▶ [Try it]:
Copy all of the material below line for line, changing nothing.

(Saved entries)
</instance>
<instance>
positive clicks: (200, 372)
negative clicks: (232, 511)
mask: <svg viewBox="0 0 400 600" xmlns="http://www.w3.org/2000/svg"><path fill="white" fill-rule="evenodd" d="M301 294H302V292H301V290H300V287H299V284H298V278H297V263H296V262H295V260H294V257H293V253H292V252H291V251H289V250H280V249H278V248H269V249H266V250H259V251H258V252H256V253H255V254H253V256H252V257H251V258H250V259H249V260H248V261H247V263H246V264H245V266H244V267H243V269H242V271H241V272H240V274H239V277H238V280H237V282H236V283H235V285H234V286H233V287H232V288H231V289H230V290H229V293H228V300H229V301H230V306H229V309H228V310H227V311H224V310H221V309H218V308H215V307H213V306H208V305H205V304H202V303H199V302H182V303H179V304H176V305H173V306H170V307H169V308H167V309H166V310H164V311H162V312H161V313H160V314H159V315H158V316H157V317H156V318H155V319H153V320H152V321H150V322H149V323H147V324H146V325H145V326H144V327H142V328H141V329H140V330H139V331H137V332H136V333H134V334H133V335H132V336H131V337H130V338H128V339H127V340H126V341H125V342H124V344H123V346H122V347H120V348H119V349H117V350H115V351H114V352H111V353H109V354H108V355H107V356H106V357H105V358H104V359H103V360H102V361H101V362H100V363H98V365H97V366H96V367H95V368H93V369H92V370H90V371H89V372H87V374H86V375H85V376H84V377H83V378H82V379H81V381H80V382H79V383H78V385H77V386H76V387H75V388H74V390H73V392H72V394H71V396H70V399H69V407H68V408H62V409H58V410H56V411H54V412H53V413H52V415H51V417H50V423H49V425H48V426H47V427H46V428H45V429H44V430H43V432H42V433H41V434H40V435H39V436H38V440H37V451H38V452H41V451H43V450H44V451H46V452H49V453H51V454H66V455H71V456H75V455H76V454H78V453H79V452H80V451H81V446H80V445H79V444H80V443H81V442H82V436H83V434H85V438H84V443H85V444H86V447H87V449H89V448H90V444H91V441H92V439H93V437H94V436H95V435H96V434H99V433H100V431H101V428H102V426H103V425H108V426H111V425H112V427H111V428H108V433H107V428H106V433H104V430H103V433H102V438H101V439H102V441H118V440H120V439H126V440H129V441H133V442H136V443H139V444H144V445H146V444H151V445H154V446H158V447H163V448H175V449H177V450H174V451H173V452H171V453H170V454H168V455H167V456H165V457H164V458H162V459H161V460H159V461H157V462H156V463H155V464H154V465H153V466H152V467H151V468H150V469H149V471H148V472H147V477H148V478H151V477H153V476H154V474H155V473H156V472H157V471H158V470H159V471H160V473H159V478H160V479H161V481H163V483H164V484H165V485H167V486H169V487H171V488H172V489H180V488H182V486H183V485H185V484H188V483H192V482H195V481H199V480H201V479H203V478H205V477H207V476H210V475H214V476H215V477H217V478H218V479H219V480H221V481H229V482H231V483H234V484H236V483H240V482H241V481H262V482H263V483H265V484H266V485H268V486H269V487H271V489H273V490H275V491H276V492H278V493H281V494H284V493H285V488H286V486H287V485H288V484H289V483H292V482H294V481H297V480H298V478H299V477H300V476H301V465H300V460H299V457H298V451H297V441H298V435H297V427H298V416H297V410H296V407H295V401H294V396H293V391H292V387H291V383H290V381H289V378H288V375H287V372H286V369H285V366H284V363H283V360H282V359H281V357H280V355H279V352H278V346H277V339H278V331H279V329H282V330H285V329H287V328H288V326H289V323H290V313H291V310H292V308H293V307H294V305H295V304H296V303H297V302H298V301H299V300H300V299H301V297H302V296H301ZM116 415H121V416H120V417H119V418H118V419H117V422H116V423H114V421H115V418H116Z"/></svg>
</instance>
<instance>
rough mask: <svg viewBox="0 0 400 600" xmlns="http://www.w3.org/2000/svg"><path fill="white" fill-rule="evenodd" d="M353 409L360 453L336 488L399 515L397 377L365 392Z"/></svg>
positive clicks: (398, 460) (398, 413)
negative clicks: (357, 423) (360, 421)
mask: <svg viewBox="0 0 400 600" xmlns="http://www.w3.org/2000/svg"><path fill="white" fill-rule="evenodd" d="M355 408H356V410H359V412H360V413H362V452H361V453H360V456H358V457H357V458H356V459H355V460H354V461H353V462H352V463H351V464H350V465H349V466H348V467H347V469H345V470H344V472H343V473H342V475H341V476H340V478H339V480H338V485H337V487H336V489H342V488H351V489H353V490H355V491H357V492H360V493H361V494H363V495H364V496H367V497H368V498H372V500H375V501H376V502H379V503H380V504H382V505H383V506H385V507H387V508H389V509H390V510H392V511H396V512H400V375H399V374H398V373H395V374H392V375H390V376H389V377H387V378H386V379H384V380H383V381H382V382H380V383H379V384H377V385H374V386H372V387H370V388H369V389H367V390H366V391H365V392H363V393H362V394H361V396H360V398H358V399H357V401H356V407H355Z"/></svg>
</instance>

▶ [Answer section]:
</instance>
<instance>
positive clicks: (200, 372)
negative clicks: (232, 511)
mask: <svg viewBox="0 0 400 600" xmlns="http://www.w3.org/2000/svg"><path fill="white" fill-rule="evenodd" d="M301 294H302V292H301V290H300V287H299V284H298V278H297V263H296V262H295V260H294V257H293V253H292V252H291V251H289V250H280V249H278V248H269V249H266V250H259V251H258V252H256V253H255V254H253V256H252V257H251V258H250V259H249V260H248V261H247V263H246V264H245V266H244V267H243V269H242V271H241V272H240V274H239V277H238V280H237V282H236V283H235V285H234V286H233V287H232V288H231V289H230V290H229V293H228V300H229V301H230V306H229V309H228V310H227V311H224V310H221V309H218V308H215V307H213V306H208V305H205V304H202V303H199V302H182V303H179V304H176V305H173V306H170V307H169V308H167V309H166V310H164V311H162V312H161V313H160V314H159V315H158V316H157V317H156V318H155V319H153V320H152V321H150V322H149V323H147V324H146V325H145V326H144V327H142V328H141V329H140V330H139V331H137V332H136V333H134V334H133V335H132V336H131V337H130V338H128V339H127V340H126V341H125V342H124V344H123V346H122V347H120V348H119V349H117V350H115V351H114V352H111V353H109V354H108V355H107V356H106V357H105V358H104V359H103V360H102V361H101V362H100V363H98V365H97V366H96V367H95V368H93V369H92V370H90V371H89V372H87V374H86V375H85V376H84V377H83V378H82V379H81V381H80V382H79V383H78V385H77V386H76V387H75V388H74V390H73V392H72V394H71V396H70V399H69V407H68V408H62V409H58V410H56V411H54V412H53V413H52V415H51V417H50V423H49V425H48V426H47V427H46V428H45V429H44V430H43V432H42V433H41V434H40V435H39V436H38V440H37V451H38V452H41V451H43V450H44V451H46V452H49V453H51V454H66V455H71V456H75V455H76V454H78V453H79V452H80V451H81V446H80V445H79V444H80V443H81V442H82V436H83V434H85V438H84V443H85V444H86V447H87V449H89V448H90V444H91V441H92V439H93V437H94V436H95V435H96V434H99V433H100V431H101V428H102V426H103V425H108V426H111V425H112V427H111V428H108V433H107V428H106V433H104V430H103V433H102V438H101V439H102V441H118V440H120V439H126V440H129V441H133V442H136V443H139V444H144V445H146V444H151V445H154V446H158V447H163V448H175V449H177V450H174V451H173V452H171V453H170V454H168V455H167V456H165V457H164V458H162V459H161V460H159V461H157V462H156V463H155V464H154V465H153V466H152V467H151V468H150V469H149V471H148V472H147V477H148V478H151V477H153V476H154V474H155V473H156V472H157V471H158V470H159V471H160V473H159V478H160V479H161V481H163V483H164V484H165V485H167V486H169V487H171V488H172V489H180V488H182V486H183V485H185V484H188V483H192V482H195V481H199V480H201V479H203V478H205V477H207V476H210V475H214V476H215V477H217V478H218V479H219V480H221V481H229V482H231V483H234V484H236V483H240V482H241V481H262V482H263V483H265V484H266V485H268V486H269V487H271V489H273V490H275V491H276V492H278V493H281V494H284V493H285V488H286V486H287V485H288V484H289V483H292V482H294V481H297V480H298V478H299V477H300V476H301V465H300V460H299V457H298V451H297V441H298V435H297V427H298V416H297V410H296V407H295V401H294V396H293V391H292V387H291V383H290V381H289V378H288V375H287V372H286V369H285V366H284V363H283V360H282V359H281V357H280V355H279V352H278V346H277V339H278V331H279V329H282V330H285V329H287V328H288V326H289V323H290V313H291V310H292V308H293V307H294V305H295V304H296V303H297V302H298V301H299V300H300V299H301V297H302V296H301ZM116 415H121V416H120V417H119V418H118V419H117V422H116V423H114V421H115V418H116Z"/></svg>
</instance>
<instance>
rough mask: <svg viewBox="0 0 400 600" xmlns="http://www.w3.org/2000/svg"><path fill="white" fill-rule="evenodd" d="M353 409L360 453L336 488L399 515L397 377L365 392Z"/></svg>
positive clicks: (398, 460) (398, 413)
negative clicks: (357, 423) (360, 421)
mask: <svg viewBox="0 0 400 600" xmlns="http://www.w3.org/2000/svg"><path fill="white" fill-rule="evenodd" d="M355 408H356V410H359V412H360V413H362V452H361V453H360V456H358V457H357V458H356V459H355V460H354V461H353V462H352V463H351V464H350V465H349V466H348V467H347V469H345V470H344V472H343V473H342V475H341V476H340V478H339V480H338V485H337V487H336V489H342V488H351V489H353V490H355V491H357V492H360V493H361V494H363V495H364V496H367V497H368V498H372V500H375V501H376V502H379V503H380V504H382V505H383V506H385V507H387V508H389V509H390V510H392V511H396V512H400V375H399V374H398V373H395V374H392V375H390V376H389V377H387V378H386V379H384V380H383V381H382V382H380V383H379V384H377V385H374V386H372V387H370V388H369V389H367V390H366V391H365V392H363V393H362V394H361V396H360V398H358V399H357V401H356V407H355Z"/></svg>
</instance>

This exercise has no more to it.